## Alıştırma görevleri
- a) Alıştırma metnine göre aşağıdaki soruları yanıtlayın.
(i) Bu olay yaşandığında anlatıcı kaç yaşındaydı?
(ii) Anlatıcı, adamı kadraja sığdırmak için ne yaptı?
(iii) Adam boyunun uzunluğunu neye bağladı?
- b) Alıştırma metninde adamın kendisi hakkında verdiği bilgilerin tamamını sıralayın.

## Alıştırma metni
####################

14 yaşıma bastığım sene yazın altınolukta site içerisinde arkadaşlarla otururken yanımıza çok uzun bir adam ve yanında iki kadın geldi. fotoğraf makinasını uzatıp fotoğraf çekmemi istedi. çekecektim çekmesine; ama adam boyundan dolayı kadraja sığmıyordu. neyse biraz daha uzaklaşıp çektim, adam teşekkür etti o da bu sitede oturuyormuş ama arada bir geliyormuş.. muhabbet ettik biraz. o zamanlar boyum kısa olduğu için çok üzülürdüm. bu kadar uzun birini bulmuşken sorayım dedim ve aramızda şöyle bir konuşma geçti:
-sizin boyunuz çok uzun, çok mu süt içtiniz?
-haha yok çok basket oynadım ondandır.

####################

## Kayıtlı öğeler
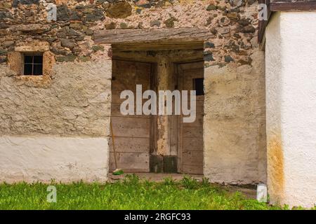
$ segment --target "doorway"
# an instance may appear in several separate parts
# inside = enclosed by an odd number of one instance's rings
[[[192,54],[183,50],[191,57],[187,60],[178,57],[180,50],[113,52],[111,121],[118,168],[128,173],[203,174],[203,51],[193,51]],[[197,95],[195,121],[183,123],[182,115],[170,115],[165,127],[169,149],[159,150],[159,115],[121,115],[120,105],[125,99],[120,99],[120,94],[129,90],[136,95],[136,85],[142,85],[143,92],[147,90],[157,92],[161,71],[157,58],[162,55],[167,55],[170,62],[170,90],[196,90]],[[110,148],[110,172],[112,172],[115,162],[112,139]]]

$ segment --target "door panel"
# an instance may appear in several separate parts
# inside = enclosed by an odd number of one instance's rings
[[[111,121],[117,168],[126,172],[149,172],[150,120],[149,115],[122,115],[120,105],[125,99],[120,99],[120,94],[126,90],[133,91],[136,103],[136,84],[143,85],[143,92],[149,90],[150,74],[150,64],[113,61]],[[112,172],[115,162],[112,138],[110,150],[110,171]]]

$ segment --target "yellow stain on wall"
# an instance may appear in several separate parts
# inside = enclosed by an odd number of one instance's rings
[[[282,138],[273,134],[268,142],[268,175],[269,192],[275,202],[281,202],[284,189],[284,164]]]

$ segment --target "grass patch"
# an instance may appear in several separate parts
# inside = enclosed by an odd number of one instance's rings
[[[1,184],[0,209],[280,209],[239,192],[190,177],[155,183],[136,175],[112,183],[54,183],[57,202],[46,201],[44,183]]]

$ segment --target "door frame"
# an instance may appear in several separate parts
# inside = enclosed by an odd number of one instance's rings
[[[203,60],[199,61],[194,61],[194,62],[187,62],[185,63],[176,63],[176,76],[177,77],[177,89],[180,91],[183,90],[183,73],[184,71],[200,69],[201,64],[200,63],[204,63]],[[190,68],[185,68],[185,65],[191,64]],[[204,68],[204,66],[203,66]],[[204,75],[203,75],[204,78]],[[181,110],[182,111],[182,110]],[[183,114],[180,113],[180,115],[178,116],[178,172],[183,173]],[[204,130],[203,130],[204,132]],[[204,136],[203,136],[204,138]],[[203,139],[203,145],[204,140]],[[204,147],[203,147],[204,148]],[[204,148],[203,148],[203,154],[204,154]],[[204,161],[204,158],[203,158]],[[204,168],[204,167],[203,167]],[[204,172],[204,170],[203,170]]]

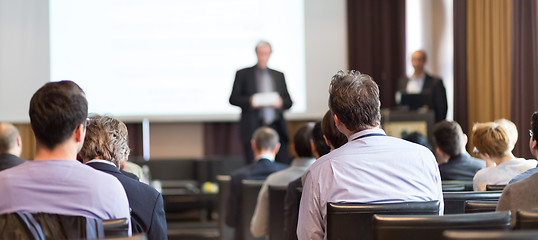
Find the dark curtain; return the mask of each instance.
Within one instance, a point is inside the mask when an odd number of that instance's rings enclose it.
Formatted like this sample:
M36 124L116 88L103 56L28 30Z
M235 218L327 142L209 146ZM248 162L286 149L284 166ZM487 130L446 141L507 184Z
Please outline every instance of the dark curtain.
M239 141L239 123L204 123L205 156L243 156Z
M394 106L405 76L405 1L348 0L349 69L374 78L381 106Z
M538 110L536 1L512 2L511 119L519 129L514 155L534 158L529 151L530 117Z
M454 121L470 133L467 114L467 0L454 0Z
M131 148L130 159L142 159L142 123L126 123L129 131L129 148Z

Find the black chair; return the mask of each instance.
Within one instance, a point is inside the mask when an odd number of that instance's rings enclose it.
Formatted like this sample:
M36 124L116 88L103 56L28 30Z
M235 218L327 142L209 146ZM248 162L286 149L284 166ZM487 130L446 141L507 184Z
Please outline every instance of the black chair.
M288 186L269 186L269 240L284 239L284 198Z
M465 213L495 212L498 201L467 200L465 201Z
M506 184L486 185L486 191L502 191L506 187Z
M129 219L117 218L103 220L103 230L107 238L129 237Z
M439 214L439 201L384 204L327 203L328 239L374 239L372 216L383 214Z
M243 206L241 213L241 224L243 226L243 239L244 240L264 240L265 237L255 238L250 233L250 220L254 215L254 209L256 208L256 202L258 201L258 193L262 188L265 180L243 180L241 181L243 188Z
M538 240L538 231L444 231L447 240Z
M499 201L502 191L484 191L484 192L443 192L445 201L444 214L465 213L465 201L467 200L493 200Z
M442 180L442 185L463 185L463 191L473 191L473 180Z
M514 229L538 230L538 210L517 210Z
M228 196L230 195L230 175L217 175L217 183L219 185L219 196L217 208L219 213L219 232L223 240L232 239L234 229L226 225L226 205L228 204Z
M508 230L510 212L429 215L374 215L377 240L443 239L444 230Z

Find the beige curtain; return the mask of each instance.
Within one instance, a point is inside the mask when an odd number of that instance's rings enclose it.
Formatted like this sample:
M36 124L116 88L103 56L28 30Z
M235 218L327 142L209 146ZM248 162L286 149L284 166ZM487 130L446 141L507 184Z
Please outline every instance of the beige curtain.
M33 160L35 157L35 137L32 126L28 123L13 124L19 130L22 139L21 158Z
M510 119L512 0L467 2L469 128Z

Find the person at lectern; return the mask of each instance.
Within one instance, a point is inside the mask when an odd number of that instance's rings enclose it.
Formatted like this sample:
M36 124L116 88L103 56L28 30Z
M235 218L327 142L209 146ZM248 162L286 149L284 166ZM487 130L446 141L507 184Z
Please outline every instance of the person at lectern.
M293 102L282 72L267 67L271 56L271 44L260 41L256 44L256 65L244 68L235 74L230 104L241 108L239 137L243 145L246 163L254 161L250 139L254 131L268 126L280 136L280 151L277 162L289 164L288 131L282 114L291 108Z
M411 54L411 64L415 71L410 77L401 78L398 83L398 92L396 93L396 103L400 105L410 105L424 103L428 109L435 114L435 122L446 119L448 110L446 100L446 89L443 80L433 76L424 70L426 65L426 52L422 50L415 51ZM413 98L415 95L417 98ZM407 98L409 97L409 98Z

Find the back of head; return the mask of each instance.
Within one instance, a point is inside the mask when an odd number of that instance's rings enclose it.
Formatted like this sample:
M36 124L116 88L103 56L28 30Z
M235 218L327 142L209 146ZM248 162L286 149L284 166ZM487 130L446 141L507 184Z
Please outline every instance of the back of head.
M463 131L457 122L443 120L433 126L433 142L450 157L461 153L463 145Z
M127 126L123 122L108 116L90 116L84 145L79 152L84 162L99 158L119 167L129 153Z
M303 124L295 135L293 136L293 146L295 147L295 152L298 157L313 157L312 145L312 129L314 128L314 123L305 123Z
M379 87L358 71L338 71L329 87L329 108L351 132L377 127L381 122Z
M19 130L11 123L0 123L0 154L9 153L17 146Z
M519 137L517 133L516 124L504 118L495 120L495 123L502 125L508 131L508 139L510 140L510 152L511 152L512 150L514 150L514 147L516 146L516 143L517 143L517 139Z
M323 156L331 151L331 147L325 142L323 138L323 132L321 130L321 121L317 121L312 129L312 142L316 148L318 156Z
M347 143L347 137L336 128L331 110L325 113L321 122L321 131L333 148L339 148Z
M481 154L488 154L493 158L510 154L510 138L503 125L494 122L476 123L471 141Z
M260 127L252 135L256 149L273 150L280 141L278 133L270 127Z
M86 122L88 102L76 83L49 82L32 96L29 113L37 142L53 149Z

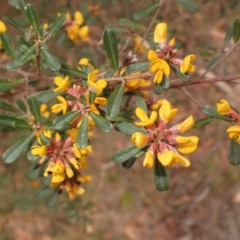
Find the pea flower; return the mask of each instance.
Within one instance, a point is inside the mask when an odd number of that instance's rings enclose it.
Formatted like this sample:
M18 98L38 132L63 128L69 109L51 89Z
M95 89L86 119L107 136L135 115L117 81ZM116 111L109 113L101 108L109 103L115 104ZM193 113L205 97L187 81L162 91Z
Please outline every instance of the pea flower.
M167 24L159 23L155 27L153 40L158 44L156 50L148 51L148 60L150 64L150 72L155 73L153 82L161 84L163 77L170 75L170 65L179 67L183 74L189 74L195 71L195 66L191 63L195 60L194 54L186 56L183 60L176 57L177 49L175 48L175 38L169 43L167 41Z
M240 144L239 113L235 109L233 109L225 99L221 99L220 102L217 103L217 111L220 115L228 116L232 119L233 126L227 129L227 133L229 135L229 138L236 139L236 141Z
M179 164L182 167L190 166L190 161L181 154L189 154L196 150L198 137L180 136L194 124L193 117L190 116L183 122L168 128L169 121L176 115L178 109L165 99L159 102L159 110L152 111L150 117L142 108L136 108L136 115L140 119L135 124L144 127L147 133L136 132L132 135L132 142L136 147L147 147L143 166L150 168L154 165L155 158L163 166L170 167Z

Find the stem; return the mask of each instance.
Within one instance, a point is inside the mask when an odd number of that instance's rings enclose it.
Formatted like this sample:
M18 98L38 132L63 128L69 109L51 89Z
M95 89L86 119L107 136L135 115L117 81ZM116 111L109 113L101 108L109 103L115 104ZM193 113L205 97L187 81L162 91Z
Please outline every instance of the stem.
M147 36L148 36L148 34L149 34L149 32L150 32L150 30L151 30L151 28L152 28L155 20L156 20L156 18L157 18L157 15L158 15L158 13L159 13L159 11L160 11L160 6L161 6L161 0L159 0L158 6L157 6L157 10L156 10L156 12L155 12L155 14L154 14L154 16L153 16L150 24L148 25L148 28L147 28L147 30L146 30L143 38L142 38L142 41L141 41L140 45L139 45L138 48L136 49L136 53L139 51L140 47L142 46L142 44L143 44L144 41L146 40L146 38L147 38Z

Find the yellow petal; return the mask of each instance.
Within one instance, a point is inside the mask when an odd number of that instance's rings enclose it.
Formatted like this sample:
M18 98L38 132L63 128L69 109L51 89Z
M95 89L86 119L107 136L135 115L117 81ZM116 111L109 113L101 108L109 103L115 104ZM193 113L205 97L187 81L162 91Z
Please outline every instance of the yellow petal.
M167 41L167 24L159 23L154 30L153 40L155 43Z
M173 152L164 150L163 153L158 153L157 158L163 166L171 166L173 163Z

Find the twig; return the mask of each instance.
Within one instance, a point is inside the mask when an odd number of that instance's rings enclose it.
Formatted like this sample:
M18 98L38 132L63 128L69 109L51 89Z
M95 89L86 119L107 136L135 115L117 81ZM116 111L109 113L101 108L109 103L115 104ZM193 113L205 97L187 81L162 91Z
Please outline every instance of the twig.
M235 49L237 48L238 46L240 45L240 41L236 42L232 48L230 48L226 53L225 55L223 55L217 62L215 62L209 69L207 69L202 75L200 75L200 77L198 78L201 79L203 78L209 71L213 70L220 62L222 62L225 58L228 57L228 55Z
M136 49L136 53L139 51L140 47L142 46L142 44L143 44L144 41L146 40L146 38L147 38L147 36L148 36L148 34L149 34L149 32L150 32L150 30L151 30L151 28L152 28L155 20L156 20L156 18L157 18L157 15L158 15L158 13L159 13L159 11L160 11L161 2L162 2L162 1L159 0L158 6L157 6L157 10L156 10L156 12L155 12L155 14L154 14L154 16L153 16L150 24L148 25L148 28L147 28L147 30L145 31L145 34L143 35L142 41L140 42L138 48Z
M195 98L193 97L185 88L180 88L193 102L195 102L200 108L203 107L203 105Z

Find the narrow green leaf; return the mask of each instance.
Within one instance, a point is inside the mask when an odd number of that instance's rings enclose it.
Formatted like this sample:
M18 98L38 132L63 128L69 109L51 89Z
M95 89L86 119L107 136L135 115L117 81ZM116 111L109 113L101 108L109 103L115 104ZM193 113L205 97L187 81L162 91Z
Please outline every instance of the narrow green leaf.
M33 27L34 31L40 36L40 24L35 8L32 4L27 4L25 6L25 11L30 25Z
M240 19L236 19L233 23L233 40L236 43L240 37Z
M9 37L9 35L5 32L2 32L0 34L0 37L1 37L1 41L2 41L2 44L3 44L3 47L4 49L7 51L7 53L13 58L15 59L15 53L14 53L14 49L13 49L13 46L12 46L12 40L11 38Z
M37 98L34 96L29 96L27 98L27 103L28 103L30 112L34 116L35 120L39 123L41 114L40 114L40 104L39 104Z
M135 163L136 161L136 157L131 157L130 159L128 159L126 162L123 162L122 163L122 166L126 169L129 169L133 166L133 164Z
M198 4L192 0L175 0L175 1L192 12L196 12L199 9Z
M148 7L144 7L137 12L134 13L133 17L135 20L141 20L147 16L149 16L156 8L158 7L158 4L153 4Z
M118 122L115 124L114 129L118 132L132 135L135 132L147 133L146 129L135 126L132 123L128 122Z
M224 39L224 44L223 44L224 49L229 47L229 42L230 42L232 36L233 36L233 27L228 27L227 31L226 31L226 36Z
M148 114L147 104L143 98L140 98L136 101L136 107L143 109L144 112Z
M35 98L37 98L37 100L41 103L46 103L51 101L53 98L55 98L56 96L58 96L59 93L58 92L53 92L52 89L48 89L42 92L38 92L36 94L34 94L33 96Z
M58 71L60 69L60 62L51 54L46 44L43 44L41 48L41 56L50 69L52 69L53 71Z
M4 17L3 20L5 23L8 23L8 24L12 25L14 28L18 29L19 31L25 33L25 30L13 19L11 19L9 17Z
M17 109L14 108L12 105L10 105L8 103L5 103L1 100L0 100L0 109L6 110L6 111L9 111L9 112L16 112L17 111Z
M120 112L124 86L124 83L118 84L109 97L106 105L106 114L108 117L115 117Z
M112 65L112 68L118 70L118 47L117 39L113 30L105 29L103 33L103 43L107 52L108 59Z
M162 86L160 84L156 84L153 91L155 94L160 95L163 92Z
M103 132L109 132L111 130L112 124L106 118L94 112L90 112L90 116L92 117L97 127L100 128Z
M5 163L12 163L15 161L22 153L27 152L29 149L30 142L34 139L35 133L21 138L16 143L14 143L2 156Z
M155 187L158 191L166 191L169 189L168 177L166 168L155 159L154 165L154 180L155 180Z
M127 27L131 27L134 29L145 29L145 27L143 27L142 25L140 25L139 23L136 23L130 19L127 18L120 18L118 20L118 23L120 26L127 26Z
M59 72L70 77L78 77L85 80L88 78L88 75L86 73L78 70L77 68L72 68L65 63L61 63Z
M0 126L1 127L14 127L14 123L18 123L19 125L25 124L26 121L24 119L20 119L18 117L14 116L8 116L8 115L0 115Z
M49 32L48 32L45 40L52 37L62 27L63 23L65 22L65 19L66 19L66 16L64 14L61 14L57 18L57 20L50 27Z
M195 120L193 128L202 128L211 123L214 120L213 117L199 118Z
M68 125L77 115L79 115L79 111L68 112L55 118L53 124L56 129L60 130Z
M141 72L147 70L150 66L150 62L134 63L128 66L127 71L129 73Z
M85 148L88 145L88 116L85 116L81 122L76 143L79 148Z
M7 69L9 71L14 71L20 66L24 65L25 63L31 61L35 55L33 54L34 51L37 49L37 45L34 44L31 46L26 52L22 53L18 56L14 61L7 64Z
M133 157L138 151L139 151L139 148L135 146L129 146L127 148L124 148L115 152L112 155L112 160L115 164L122 164L126 162L128 159L130 159L131 157Z
M231 139L229 148L229 162L233 166L240 164L240 144L236 139Z
M218 113L217 109L213 106L206 105L202 108L202 111L203 111L203 113L205 113L206 115L208 115L210 117L219 118L219 119L229 121L229 122L232 121L232 119L230 117L220 115Z

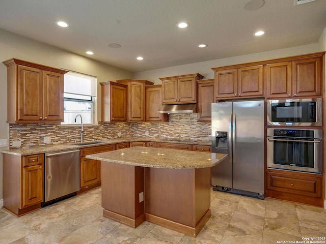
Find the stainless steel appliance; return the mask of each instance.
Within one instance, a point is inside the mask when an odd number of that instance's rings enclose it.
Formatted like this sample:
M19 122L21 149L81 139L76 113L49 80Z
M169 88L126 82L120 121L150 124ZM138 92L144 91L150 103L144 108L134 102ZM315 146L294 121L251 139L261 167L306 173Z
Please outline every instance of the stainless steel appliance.
M264 198L264 101L212 103L212 151L228 154L212 168L214 190Z
M322 130L267 129L268 168L322 172Z
M44 202L45 206L79 190L79 150L45 154Z
M321 126L321 99L267 101L269 126Z

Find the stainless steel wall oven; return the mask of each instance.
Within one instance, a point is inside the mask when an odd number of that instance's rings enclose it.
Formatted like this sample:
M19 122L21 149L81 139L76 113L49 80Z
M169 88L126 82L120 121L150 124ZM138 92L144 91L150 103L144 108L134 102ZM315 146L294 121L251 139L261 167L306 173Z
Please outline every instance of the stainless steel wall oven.
M321 98L267 101L268 126L321 126Z
M322 172L322 130L267 129L268 168Z

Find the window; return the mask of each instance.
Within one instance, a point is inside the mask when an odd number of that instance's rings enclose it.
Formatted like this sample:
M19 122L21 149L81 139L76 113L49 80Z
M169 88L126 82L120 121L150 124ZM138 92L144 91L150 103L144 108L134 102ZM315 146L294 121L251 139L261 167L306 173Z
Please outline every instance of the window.
M96 97L96 78L94 76L69 71L64 75L64 121L73 124L77 114L83 124L92 124ZM77 124L80 124L78 118Z

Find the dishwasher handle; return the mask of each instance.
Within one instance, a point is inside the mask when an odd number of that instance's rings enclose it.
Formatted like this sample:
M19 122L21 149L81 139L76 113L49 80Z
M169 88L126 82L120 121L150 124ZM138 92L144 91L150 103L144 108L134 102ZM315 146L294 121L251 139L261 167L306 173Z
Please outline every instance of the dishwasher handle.
M45 157L46 158L48 158L52 156L56 156L57 155L62 155L64 154L71 154L73 152L79 152L79 149L72 150L71 151L59 151L58 152L53 152L53 154L45 154Z

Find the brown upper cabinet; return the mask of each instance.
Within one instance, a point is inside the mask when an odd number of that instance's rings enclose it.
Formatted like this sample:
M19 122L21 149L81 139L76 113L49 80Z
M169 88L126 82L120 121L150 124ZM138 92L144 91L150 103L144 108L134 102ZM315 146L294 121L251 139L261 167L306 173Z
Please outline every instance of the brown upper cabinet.
M215 71L216 100L264 96L262 65L212 69Z
M215 101L214 83L214 79L197 80L197 112L199 121L211 121L211 104Z
M146 85L146 121L166 122L169 121L166 113L158 113L157 111L162 103L161 85Z
M160 78L162 81L162 104L196 103L197 80L203 77L197 73Z
M143 80L125 79L117 80L117 83L125 85L128 87L127 121L145 121L145 85L152 85L154 82Z
M7 67L8 121L63 121L65 70L16 58Z
M126 121L127 86L112 81L100 84L102 94L102 121Z

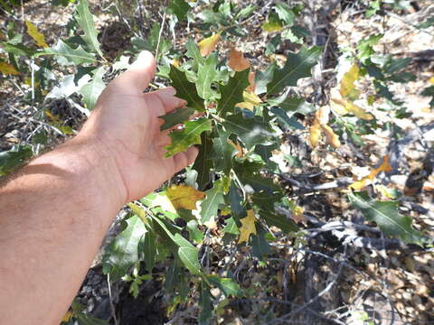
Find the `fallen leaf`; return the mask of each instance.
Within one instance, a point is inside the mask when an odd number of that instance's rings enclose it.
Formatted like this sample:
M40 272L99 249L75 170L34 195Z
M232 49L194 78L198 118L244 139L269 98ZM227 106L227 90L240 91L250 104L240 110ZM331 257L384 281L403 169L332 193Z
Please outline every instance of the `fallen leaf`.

####################

## Görev çözümleri
- a)
(i) On dört yaşındaydı.
(ii) Biraz daha uzaklaşıp fotoğrafı çekti.
(iii) Çok basket oynamasına bağladı.

- b)
- Bu sitede oturuyor.
- Siteye arada bir geliyor.
- Boyu, çok basket oynadığı için uzun.